-- Start --

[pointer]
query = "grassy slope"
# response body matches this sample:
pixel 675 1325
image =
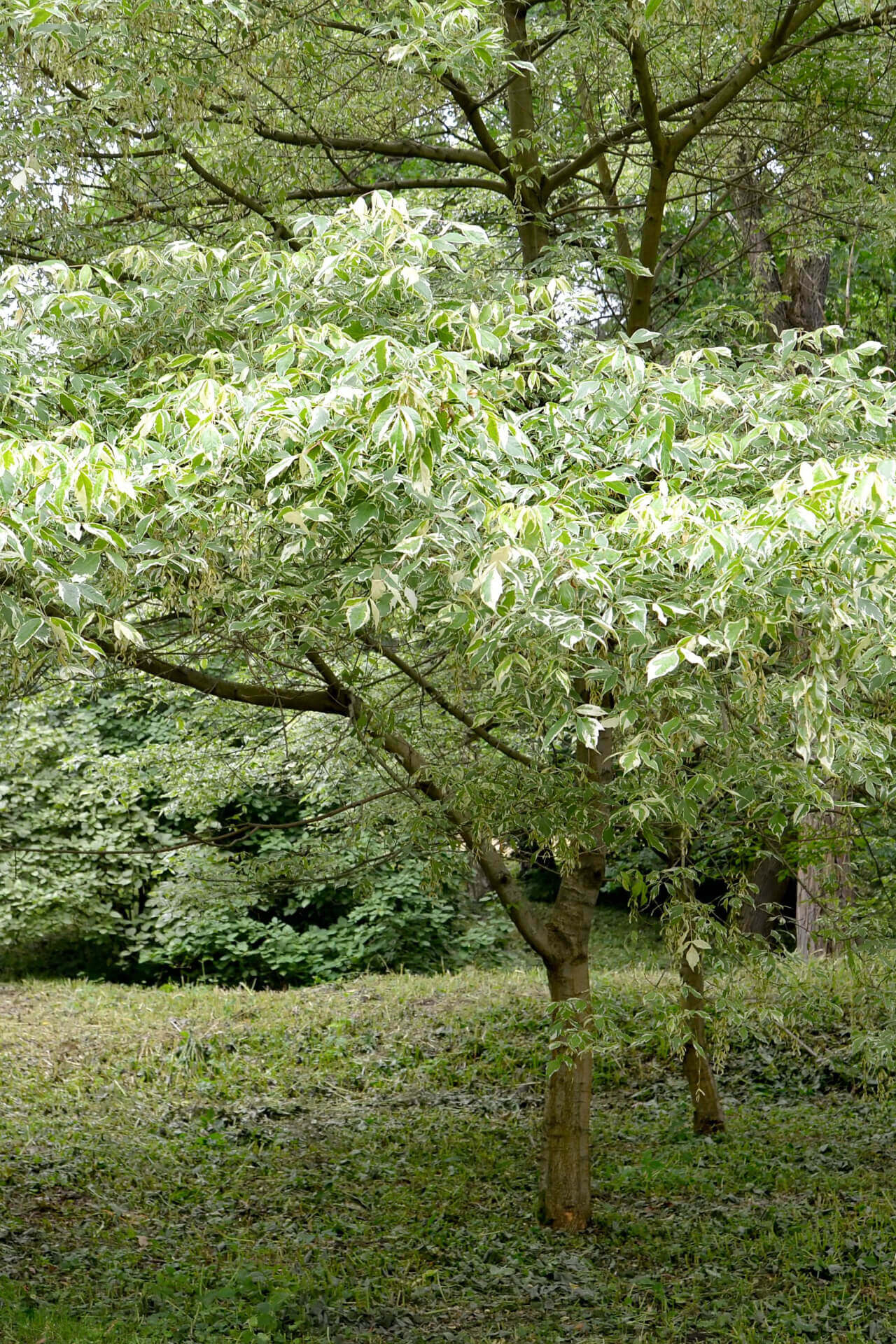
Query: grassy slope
pixel 356 1163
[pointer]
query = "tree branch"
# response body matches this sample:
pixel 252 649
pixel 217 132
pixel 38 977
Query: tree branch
pixel 435 695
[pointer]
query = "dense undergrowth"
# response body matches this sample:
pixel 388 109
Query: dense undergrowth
pixel 356 1161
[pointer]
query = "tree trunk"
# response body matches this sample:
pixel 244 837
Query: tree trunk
pixel 564 1200
pixel 767 876
pixel 643 286
pixel 708 1116
pixel 806 286
pixel 566 1156
pixel 824 885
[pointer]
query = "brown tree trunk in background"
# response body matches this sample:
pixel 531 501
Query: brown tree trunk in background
pixel 798 296
pixel 806 286
pixel 643 286
pixel 767 878
pixel 824 885
pixel 564 1195
pixel 708 1114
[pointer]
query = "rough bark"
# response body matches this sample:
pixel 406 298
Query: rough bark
pixel 767 878
pixel 643 286
pixel 708 1114
pixel 797 296
pixel 564 1200
pixel 824 883
pixel 524 155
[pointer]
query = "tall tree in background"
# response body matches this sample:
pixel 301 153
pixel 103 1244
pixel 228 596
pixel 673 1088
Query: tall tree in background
pixel 584 124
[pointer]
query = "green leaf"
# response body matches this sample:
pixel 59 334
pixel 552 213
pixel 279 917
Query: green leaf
pixel 27 631
pixel 358 615
pixel 492 587
pixel 663 663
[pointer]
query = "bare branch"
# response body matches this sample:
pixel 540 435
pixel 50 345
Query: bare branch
pixel 438 698
pixel 250 203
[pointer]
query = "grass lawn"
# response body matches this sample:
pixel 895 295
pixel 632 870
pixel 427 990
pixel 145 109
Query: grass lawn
pixel 356 1163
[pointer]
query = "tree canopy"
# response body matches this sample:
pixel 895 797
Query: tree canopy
pixel 648 134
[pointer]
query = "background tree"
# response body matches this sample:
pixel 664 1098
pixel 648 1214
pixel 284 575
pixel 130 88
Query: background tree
pixel 575 124
pixel 546 605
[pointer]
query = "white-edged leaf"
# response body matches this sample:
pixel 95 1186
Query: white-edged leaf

-- End --

* [WHAT TO WORK ON]
Copy the listing word for word, from its first line through the line that contains "pixel 356 1161". Leave out the pictures.

* [RESULT]
[pointer]
query = "grassy slope"
# response body matches this sample:
pixel 675 1325
image =
Query: grassy slope
pixel 356 1163
[pointer]
query = "tree branch"
# response body matches this sample:
pixel 252 649
pixel 217 132
pixel 38 977
Query: tree branch
pixel 435 695
[pointer]
query = "dense undergrowth"
# response body matches this sample:
pixel 388 109
Query: dense undergrowth
pixel 356 1161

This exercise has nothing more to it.